◆ PROBLEM TO WORK ON:
Collect each line of the records that contains the string "ridge". Case matters.

────────────────

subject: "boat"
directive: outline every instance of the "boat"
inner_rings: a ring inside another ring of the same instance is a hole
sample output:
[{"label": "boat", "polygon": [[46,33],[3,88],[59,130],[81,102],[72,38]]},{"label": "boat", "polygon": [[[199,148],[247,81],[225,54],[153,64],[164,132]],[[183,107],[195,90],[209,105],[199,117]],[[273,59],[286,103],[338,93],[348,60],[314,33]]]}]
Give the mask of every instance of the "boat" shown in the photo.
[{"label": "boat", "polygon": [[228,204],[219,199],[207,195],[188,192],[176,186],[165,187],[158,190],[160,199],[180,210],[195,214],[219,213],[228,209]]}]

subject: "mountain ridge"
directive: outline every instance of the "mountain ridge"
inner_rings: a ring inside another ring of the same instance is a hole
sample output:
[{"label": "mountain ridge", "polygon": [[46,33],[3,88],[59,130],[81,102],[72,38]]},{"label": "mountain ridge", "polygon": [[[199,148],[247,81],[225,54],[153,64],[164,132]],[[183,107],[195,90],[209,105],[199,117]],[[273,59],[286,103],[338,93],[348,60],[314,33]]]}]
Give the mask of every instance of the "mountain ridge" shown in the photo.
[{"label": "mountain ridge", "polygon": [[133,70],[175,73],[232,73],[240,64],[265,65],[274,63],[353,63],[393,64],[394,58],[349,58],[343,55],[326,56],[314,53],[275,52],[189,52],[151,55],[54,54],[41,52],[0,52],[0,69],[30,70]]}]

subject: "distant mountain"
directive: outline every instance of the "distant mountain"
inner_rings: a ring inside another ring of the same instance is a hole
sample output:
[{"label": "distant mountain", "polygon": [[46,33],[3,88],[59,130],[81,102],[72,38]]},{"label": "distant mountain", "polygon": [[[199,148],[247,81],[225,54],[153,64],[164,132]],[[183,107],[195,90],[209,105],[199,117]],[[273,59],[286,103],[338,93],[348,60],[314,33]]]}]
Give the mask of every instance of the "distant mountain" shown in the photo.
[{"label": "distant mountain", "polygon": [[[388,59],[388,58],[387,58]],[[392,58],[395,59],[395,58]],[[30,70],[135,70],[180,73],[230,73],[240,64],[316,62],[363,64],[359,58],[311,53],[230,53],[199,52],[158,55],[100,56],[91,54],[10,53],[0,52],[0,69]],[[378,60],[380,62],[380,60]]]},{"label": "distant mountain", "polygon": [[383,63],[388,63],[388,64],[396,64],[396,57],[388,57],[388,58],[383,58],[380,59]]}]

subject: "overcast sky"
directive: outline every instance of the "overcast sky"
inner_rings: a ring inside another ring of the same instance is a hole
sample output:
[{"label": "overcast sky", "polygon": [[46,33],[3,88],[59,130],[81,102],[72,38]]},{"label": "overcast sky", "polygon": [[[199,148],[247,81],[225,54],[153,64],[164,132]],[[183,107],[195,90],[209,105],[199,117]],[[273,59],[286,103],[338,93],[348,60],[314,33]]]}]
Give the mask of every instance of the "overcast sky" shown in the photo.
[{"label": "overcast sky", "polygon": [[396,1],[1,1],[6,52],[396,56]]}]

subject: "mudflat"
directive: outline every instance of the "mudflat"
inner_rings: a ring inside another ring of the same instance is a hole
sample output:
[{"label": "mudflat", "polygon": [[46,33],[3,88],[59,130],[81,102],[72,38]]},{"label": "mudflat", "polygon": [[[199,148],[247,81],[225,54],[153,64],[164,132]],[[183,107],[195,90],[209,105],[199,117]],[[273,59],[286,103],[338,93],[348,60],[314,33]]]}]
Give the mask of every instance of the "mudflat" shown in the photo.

────────────────

◆ WORKED SOLUTION:
subject: "mountain ridge"
directive: outline every instance of the "mountain ridge"
[{"label": "mountain ridge", "polygon": [[46,33],[3,88],[59,130],[81,102],[72,38]]},{"label": "mountain ridge", "polygon": [[[199,148],[247,81],[225,54],[153,64],[164,132]],[[183,107],[195,90],[209,105],[199,117]],[[273,59],[286,103],[338,93],[348,60],[314,33]]]}]
Give the mask of every instance of the "mountain ridge" shown in the photo.
[{"label": "mountain ridge", "polygon": [[133,70],[175,73],[232,73],[240,64],[265,65],[274,63],[353,63],[393,64],[394,58],[349,58],[343,55],[326,56],[314,53],[275,52],[189,52],[151,55],[54,54],[41,52],[0,52],[0,69],[30,70]]}]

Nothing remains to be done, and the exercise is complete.